==== Passage given
Steve P wrote: From an economic perspective what is the difference between this (local) guy investing in and opening a "chain" restaurant and some "local" with "out of town investors" (which I would speculate that many of the larger/successful ones have) opening a restaurant ?
Mark Head wrote:A franchise is not a "big box store".
Mark Head wrote: A franchise really is a local business for all practical economic reasons.
Mark Head wrote:I wouldn't consider 8-12% to be a drain on the "local" economy in exchange for the jobs created and the taxes paid to the city and state. A healthy economy would benefit from a mix of options which we have here locally.
andrew mellman wrote:With the best chains, this closely matches what you would pay for advertising yourself (in other words, the chain has enormous buying power, and taking what you would spend for paper goods and advertising, they can ship or provide the same items and pocket half the money).
Jeremy J wrote:To hell with the economics, the locals are just more interesting. 100% of the time.
Mark Head wrote:I wouldn't consider 8-12% to be a drain on the "local" economy in exchange for the jobs created and the taxes paid to the city and state. A healthy economy would benefit from a mix of options which we have here locally.
========
==== Stored rows
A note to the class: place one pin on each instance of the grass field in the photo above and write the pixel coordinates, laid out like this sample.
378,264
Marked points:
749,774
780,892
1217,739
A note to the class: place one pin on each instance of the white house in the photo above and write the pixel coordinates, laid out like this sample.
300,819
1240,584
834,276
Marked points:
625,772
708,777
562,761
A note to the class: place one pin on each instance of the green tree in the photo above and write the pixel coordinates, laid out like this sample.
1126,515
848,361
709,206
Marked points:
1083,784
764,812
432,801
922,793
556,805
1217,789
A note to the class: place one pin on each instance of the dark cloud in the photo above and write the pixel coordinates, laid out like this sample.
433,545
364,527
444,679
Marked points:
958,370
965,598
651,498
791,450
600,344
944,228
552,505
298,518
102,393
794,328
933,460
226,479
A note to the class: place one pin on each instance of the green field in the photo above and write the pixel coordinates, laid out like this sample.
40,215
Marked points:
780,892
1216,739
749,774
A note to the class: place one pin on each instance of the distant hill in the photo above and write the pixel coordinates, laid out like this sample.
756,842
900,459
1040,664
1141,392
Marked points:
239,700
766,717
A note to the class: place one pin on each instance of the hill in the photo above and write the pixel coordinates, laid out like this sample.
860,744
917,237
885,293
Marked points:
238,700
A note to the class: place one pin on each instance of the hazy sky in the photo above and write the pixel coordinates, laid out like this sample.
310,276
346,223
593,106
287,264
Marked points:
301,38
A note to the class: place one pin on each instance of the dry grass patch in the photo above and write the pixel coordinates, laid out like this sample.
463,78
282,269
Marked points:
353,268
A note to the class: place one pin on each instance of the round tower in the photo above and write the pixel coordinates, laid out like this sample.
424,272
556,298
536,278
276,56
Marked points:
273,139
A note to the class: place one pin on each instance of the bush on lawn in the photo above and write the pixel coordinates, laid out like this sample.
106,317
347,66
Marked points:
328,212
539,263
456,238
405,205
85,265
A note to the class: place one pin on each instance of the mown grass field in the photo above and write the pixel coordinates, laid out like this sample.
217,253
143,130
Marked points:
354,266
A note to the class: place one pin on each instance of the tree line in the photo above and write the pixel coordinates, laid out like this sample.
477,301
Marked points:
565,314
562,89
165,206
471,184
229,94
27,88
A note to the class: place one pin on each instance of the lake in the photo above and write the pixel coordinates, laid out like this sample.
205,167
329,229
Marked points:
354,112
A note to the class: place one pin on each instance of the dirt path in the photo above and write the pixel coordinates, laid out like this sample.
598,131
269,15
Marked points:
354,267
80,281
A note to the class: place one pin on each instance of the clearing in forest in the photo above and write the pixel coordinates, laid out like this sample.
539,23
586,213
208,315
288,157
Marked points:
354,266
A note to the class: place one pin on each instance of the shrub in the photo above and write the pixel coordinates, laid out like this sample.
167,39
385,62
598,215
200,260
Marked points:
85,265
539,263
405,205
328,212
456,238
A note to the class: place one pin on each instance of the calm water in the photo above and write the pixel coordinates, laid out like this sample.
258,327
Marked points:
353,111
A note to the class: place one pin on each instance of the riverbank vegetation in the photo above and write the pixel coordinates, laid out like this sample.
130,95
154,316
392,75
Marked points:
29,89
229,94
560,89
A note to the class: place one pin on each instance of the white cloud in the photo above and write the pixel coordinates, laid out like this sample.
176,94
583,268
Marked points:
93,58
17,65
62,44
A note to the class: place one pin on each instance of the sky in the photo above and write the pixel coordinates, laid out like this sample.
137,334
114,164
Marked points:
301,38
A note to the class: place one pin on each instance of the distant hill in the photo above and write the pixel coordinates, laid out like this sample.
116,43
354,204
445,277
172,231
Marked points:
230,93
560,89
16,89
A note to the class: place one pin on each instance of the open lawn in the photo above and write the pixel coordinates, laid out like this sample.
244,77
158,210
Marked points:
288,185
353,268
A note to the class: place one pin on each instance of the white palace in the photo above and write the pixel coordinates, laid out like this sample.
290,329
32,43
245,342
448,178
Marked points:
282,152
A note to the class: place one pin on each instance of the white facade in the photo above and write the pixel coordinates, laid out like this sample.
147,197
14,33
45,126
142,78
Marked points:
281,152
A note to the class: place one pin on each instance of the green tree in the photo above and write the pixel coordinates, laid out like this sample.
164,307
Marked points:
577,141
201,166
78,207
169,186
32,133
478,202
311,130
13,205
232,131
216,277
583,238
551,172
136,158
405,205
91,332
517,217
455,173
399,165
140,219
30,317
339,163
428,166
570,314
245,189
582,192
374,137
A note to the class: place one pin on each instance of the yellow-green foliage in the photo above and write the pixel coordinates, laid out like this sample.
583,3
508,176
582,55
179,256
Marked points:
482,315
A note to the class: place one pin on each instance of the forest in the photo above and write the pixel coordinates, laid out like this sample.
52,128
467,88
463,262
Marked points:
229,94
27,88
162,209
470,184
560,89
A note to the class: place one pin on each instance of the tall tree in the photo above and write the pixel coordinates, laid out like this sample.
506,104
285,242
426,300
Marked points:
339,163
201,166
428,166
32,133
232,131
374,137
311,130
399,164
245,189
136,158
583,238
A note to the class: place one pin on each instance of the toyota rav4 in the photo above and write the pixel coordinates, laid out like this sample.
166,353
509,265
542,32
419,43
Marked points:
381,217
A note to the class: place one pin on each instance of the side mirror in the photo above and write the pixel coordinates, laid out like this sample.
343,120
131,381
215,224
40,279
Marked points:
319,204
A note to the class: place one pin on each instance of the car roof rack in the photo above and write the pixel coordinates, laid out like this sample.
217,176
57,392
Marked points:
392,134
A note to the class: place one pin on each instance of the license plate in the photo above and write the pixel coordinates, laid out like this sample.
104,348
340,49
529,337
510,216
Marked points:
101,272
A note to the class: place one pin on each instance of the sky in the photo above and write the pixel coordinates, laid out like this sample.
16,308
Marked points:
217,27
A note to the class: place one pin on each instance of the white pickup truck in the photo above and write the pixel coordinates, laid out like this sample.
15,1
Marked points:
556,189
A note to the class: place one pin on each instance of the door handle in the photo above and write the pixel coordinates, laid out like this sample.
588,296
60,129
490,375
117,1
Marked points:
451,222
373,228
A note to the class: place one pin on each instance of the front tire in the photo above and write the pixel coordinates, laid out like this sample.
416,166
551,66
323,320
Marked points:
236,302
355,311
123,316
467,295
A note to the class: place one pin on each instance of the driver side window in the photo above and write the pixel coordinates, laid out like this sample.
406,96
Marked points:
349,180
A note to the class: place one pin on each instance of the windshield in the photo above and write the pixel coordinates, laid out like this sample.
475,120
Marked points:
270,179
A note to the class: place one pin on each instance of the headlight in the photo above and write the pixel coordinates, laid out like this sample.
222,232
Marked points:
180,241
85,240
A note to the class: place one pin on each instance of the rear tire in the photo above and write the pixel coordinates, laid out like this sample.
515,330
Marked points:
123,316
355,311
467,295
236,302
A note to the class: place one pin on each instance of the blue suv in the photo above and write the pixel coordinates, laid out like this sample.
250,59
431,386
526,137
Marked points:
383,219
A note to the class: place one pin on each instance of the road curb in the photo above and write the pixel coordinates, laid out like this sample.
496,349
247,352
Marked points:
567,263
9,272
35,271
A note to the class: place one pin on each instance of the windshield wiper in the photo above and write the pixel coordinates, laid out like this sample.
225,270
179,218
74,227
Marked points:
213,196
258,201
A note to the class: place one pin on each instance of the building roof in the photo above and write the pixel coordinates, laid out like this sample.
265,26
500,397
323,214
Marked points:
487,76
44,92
========
Aim >>
Reproduce the forum discussion on franchise restaurants and the local economy, which appears above the entries, word for word and in full.

Exercise solution >>
Steve P wrote: From an economic perspective what is the difference between this (local) guy investing in and opening a "chain" restaurant and some "local" with "out of town investors" (which I would speculate that many of the larger/successful ones have) opening a restaurant ?
Mark Head wrote:A franchise is not a "big box store".
Mark Head wrote: A franchise really is a local business for all practical economic reasons.
Mark Head wrote:I wouldn't consider 8-12% to be a drain on the "local" economy in exchange for the jobs created and the taxes paid to the city and state. A healthy economy would benefit from a mix of options which we have here locally.
andrew mellman wrote:With the best chains, this closely matches what you would pay for advertising yourself (in other words, the chain has enormous buying power, and taking what you would spend for paper goods and advertising, they can ship or provide the same items and pocket half the money).
Jeremy J wrote:To hell with the economics, the locals are just more interesting. 100% of the time.
Mark Head wrote:I wouldn't consider 8-12% to be a drain on the "local" economy in exchange for the jobs created and the taxes paid to the city and state. A healthy economy would benefit from a mix of options which we have here locally.